TASK ITEM. Every line from the one with "Annotation task — identify one point per instance of the tennis" through the end of the material should be written out character for character. Lines before it are excluded.

THE RECORDS.

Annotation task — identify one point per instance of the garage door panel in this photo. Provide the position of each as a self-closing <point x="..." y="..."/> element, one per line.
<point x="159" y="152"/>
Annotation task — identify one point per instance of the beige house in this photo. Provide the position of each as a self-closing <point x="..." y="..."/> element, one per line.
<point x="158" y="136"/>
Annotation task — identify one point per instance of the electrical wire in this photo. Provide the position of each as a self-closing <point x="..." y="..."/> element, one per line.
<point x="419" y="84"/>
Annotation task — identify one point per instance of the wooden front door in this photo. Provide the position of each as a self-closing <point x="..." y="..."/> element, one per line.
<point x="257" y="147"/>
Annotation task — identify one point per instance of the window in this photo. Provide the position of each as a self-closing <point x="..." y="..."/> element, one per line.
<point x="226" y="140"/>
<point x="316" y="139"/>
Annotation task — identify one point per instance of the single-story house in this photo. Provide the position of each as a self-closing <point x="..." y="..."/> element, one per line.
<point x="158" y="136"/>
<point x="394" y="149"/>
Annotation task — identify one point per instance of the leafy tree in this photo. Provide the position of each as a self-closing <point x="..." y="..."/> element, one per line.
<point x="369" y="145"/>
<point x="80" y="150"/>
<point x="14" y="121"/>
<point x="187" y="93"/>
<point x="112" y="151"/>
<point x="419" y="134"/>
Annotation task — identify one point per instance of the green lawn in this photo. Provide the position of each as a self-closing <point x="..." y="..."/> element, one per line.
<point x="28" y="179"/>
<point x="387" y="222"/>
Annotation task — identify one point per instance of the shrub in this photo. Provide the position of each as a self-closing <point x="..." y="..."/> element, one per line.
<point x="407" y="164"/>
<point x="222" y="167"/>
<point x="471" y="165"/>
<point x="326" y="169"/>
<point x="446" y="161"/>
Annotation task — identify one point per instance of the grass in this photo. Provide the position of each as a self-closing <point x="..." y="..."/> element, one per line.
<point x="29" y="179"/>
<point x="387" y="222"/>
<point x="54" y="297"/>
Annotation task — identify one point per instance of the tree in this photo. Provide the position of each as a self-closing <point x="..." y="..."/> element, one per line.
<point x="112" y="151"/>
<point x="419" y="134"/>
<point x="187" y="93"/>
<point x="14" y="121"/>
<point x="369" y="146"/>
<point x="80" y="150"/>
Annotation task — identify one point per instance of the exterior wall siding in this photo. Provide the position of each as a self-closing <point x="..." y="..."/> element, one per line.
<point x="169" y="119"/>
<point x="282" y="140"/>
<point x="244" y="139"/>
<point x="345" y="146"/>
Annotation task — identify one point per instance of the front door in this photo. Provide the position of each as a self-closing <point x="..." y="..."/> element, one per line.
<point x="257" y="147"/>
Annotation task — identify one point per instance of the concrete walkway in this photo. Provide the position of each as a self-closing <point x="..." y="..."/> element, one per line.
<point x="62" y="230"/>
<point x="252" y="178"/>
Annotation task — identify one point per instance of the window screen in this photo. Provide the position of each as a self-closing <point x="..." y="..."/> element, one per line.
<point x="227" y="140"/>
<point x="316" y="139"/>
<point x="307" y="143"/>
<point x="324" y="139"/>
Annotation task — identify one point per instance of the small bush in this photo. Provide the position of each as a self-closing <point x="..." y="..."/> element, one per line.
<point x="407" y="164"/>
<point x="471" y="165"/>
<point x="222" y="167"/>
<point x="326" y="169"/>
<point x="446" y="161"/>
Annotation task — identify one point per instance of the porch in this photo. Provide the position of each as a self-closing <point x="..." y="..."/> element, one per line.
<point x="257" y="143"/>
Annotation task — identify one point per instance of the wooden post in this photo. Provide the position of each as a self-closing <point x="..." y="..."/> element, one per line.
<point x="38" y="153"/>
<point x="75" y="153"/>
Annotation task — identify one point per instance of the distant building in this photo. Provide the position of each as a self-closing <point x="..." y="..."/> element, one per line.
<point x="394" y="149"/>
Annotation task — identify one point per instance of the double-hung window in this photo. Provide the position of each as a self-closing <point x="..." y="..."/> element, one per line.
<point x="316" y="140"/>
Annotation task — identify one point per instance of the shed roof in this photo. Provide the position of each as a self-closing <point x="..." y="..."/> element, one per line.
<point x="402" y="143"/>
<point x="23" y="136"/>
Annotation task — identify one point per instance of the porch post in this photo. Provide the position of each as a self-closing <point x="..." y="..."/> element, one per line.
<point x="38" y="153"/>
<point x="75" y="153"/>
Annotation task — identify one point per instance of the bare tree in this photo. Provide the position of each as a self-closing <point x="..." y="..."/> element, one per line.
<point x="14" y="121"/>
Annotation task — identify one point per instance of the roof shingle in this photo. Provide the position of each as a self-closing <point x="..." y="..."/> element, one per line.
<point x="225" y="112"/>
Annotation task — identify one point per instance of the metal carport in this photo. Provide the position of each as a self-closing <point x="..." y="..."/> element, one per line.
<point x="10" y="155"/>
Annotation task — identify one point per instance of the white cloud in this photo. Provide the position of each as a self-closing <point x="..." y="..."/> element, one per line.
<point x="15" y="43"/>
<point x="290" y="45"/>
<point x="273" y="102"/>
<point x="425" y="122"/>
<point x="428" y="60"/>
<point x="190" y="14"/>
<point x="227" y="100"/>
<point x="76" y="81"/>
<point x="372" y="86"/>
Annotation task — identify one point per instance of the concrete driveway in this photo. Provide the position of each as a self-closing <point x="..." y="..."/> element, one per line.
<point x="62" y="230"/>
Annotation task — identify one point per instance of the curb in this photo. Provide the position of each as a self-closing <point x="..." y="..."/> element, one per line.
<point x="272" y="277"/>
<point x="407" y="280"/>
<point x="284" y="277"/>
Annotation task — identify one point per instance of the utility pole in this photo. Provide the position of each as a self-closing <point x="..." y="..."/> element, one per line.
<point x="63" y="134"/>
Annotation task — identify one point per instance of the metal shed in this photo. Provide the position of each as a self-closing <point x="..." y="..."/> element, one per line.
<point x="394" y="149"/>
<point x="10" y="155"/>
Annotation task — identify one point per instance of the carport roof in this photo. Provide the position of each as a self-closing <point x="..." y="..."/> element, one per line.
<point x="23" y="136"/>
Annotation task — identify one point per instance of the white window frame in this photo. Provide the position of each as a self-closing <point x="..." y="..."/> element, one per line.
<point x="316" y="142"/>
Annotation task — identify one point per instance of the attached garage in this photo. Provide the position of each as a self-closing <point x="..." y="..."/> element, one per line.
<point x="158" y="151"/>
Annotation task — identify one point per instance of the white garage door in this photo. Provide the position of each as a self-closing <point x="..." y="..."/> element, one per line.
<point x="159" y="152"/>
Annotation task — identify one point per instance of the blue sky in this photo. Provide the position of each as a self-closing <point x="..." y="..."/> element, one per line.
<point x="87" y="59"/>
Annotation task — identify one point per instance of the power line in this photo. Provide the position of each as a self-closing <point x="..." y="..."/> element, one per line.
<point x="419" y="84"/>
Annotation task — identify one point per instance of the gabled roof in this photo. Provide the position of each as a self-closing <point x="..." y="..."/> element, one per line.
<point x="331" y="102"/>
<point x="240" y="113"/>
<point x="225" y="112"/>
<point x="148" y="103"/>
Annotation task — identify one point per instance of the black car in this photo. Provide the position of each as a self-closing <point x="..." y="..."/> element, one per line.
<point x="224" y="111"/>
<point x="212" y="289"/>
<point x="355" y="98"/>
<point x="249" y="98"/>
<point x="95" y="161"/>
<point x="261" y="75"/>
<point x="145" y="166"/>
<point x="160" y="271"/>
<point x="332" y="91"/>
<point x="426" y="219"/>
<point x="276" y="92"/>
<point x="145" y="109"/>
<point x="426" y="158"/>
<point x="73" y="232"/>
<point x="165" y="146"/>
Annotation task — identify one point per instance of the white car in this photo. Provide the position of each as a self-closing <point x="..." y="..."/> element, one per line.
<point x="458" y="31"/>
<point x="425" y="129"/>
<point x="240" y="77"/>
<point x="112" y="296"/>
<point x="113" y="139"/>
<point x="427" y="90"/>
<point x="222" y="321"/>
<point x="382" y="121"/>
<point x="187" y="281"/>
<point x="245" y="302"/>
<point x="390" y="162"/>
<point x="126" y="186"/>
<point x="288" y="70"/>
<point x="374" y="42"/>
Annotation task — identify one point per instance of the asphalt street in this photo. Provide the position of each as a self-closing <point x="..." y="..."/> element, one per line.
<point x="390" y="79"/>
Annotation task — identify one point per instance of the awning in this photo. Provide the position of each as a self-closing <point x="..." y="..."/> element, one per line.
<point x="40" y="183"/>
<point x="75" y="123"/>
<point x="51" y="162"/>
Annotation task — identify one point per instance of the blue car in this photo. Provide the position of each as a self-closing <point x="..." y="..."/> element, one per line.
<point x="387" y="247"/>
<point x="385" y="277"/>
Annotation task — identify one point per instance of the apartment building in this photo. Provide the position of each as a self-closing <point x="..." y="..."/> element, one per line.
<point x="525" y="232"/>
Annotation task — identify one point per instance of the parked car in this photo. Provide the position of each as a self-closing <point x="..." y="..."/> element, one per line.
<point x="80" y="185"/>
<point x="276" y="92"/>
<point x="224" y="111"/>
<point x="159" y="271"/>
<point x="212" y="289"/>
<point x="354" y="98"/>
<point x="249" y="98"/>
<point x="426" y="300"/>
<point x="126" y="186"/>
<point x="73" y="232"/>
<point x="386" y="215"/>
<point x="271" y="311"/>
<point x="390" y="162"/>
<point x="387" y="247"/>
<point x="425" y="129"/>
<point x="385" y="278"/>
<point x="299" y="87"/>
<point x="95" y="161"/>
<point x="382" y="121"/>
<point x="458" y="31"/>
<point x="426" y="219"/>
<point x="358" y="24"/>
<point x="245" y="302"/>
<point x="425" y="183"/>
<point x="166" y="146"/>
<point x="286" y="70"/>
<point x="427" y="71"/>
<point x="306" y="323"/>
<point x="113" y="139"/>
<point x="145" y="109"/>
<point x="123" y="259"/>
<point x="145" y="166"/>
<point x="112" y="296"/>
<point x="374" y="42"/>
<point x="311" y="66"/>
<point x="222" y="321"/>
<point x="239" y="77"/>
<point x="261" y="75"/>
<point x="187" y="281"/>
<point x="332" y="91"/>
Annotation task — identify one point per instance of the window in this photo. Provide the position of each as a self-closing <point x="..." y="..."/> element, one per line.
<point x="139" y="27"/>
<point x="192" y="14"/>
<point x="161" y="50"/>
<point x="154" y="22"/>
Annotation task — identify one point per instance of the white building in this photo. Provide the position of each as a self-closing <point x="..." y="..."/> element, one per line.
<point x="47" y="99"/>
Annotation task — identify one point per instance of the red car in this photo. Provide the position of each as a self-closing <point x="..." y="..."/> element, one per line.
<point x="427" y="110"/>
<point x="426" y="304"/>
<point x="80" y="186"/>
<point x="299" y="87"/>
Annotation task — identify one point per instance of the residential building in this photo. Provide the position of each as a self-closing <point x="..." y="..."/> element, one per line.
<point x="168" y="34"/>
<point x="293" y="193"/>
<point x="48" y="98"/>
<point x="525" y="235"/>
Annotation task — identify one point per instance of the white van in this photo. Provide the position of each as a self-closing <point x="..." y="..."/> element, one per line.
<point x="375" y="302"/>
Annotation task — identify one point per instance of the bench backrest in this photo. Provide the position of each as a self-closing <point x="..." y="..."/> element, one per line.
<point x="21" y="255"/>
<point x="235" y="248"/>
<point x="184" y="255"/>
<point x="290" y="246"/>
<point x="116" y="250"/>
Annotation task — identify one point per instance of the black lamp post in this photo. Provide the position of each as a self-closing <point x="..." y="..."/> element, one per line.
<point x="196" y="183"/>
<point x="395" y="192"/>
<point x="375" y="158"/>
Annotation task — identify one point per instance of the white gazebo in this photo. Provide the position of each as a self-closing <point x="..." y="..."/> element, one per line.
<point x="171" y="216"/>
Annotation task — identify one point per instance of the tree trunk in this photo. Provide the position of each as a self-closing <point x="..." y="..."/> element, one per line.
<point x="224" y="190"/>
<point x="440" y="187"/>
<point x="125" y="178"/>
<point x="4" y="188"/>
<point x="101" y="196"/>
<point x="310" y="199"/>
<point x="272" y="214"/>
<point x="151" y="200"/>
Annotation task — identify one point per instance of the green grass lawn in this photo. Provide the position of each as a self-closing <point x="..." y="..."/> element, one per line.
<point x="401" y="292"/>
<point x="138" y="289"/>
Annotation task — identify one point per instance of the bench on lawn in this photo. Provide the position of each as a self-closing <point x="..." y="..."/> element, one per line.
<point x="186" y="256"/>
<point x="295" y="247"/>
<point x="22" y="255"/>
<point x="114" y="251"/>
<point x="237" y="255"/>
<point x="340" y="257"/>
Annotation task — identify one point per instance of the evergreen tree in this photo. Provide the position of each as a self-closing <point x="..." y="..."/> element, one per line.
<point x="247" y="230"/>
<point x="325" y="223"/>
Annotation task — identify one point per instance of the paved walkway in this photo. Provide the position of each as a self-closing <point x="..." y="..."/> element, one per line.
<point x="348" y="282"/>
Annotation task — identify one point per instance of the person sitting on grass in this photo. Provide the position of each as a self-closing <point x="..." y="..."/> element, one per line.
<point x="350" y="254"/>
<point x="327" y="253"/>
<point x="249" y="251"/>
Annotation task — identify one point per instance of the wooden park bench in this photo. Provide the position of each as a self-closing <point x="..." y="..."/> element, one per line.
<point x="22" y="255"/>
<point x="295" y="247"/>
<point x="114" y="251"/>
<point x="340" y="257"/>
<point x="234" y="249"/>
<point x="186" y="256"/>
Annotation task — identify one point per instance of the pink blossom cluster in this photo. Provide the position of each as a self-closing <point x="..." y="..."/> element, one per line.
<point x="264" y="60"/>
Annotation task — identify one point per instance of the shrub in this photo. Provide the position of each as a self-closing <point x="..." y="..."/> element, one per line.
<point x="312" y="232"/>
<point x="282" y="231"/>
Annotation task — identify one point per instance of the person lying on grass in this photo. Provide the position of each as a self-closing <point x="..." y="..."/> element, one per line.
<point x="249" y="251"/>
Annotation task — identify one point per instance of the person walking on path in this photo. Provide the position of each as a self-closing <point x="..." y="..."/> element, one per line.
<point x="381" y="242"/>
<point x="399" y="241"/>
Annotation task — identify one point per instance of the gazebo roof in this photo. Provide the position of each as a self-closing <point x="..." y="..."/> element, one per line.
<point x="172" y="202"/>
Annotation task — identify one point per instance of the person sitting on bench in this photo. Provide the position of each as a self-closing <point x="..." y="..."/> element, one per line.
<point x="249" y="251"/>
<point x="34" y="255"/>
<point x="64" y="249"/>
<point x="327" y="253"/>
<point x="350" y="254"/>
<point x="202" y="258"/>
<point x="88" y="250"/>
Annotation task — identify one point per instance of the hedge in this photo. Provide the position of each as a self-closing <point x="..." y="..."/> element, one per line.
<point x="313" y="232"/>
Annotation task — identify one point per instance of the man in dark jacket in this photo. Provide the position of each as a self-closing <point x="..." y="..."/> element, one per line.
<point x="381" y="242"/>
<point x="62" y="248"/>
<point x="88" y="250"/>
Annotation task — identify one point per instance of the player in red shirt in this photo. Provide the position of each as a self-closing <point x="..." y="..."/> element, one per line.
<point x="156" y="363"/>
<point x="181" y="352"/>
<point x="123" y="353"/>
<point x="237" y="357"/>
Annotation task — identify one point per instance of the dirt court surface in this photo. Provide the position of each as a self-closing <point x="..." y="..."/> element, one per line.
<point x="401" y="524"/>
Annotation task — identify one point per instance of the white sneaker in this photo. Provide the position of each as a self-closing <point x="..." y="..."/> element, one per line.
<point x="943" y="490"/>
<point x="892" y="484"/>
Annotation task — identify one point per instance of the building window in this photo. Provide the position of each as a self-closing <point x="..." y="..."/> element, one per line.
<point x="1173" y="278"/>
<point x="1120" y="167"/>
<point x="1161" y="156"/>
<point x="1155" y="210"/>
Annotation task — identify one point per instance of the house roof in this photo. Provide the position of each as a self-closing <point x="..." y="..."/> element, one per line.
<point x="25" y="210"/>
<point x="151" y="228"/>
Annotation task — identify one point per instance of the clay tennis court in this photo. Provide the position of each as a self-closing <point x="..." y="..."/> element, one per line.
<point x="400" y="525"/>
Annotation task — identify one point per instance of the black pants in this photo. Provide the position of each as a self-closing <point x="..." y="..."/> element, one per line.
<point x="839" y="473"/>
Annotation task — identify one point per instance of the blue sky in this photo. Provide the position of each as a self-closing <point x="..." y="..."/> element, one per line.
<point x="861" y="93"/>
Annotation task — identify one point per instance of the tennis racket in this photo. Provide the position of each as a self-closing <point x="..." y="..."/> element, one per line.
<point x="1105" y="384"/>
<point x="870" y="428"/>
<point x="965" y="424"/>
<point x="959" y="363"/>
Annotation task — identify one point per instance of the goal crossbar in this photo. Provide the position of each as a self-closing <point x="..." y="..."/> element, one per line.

ANSWER SECTION.
Annotation task — identify one point per instance of the tennis racket in this photo. Provide the position of each as a self-closing <point x="..." y="..."/> element, one per line.
<point x="1105" y="384"/>
<point x="870" y="428"/>
<point x="965" y="424"/>
<point x="959" y="363"/>
Annotation task — identify one point per instance of the goal crossbar in this photo. Provide the position of each as a self-closing <point x="..." y="..."/> element, one per line.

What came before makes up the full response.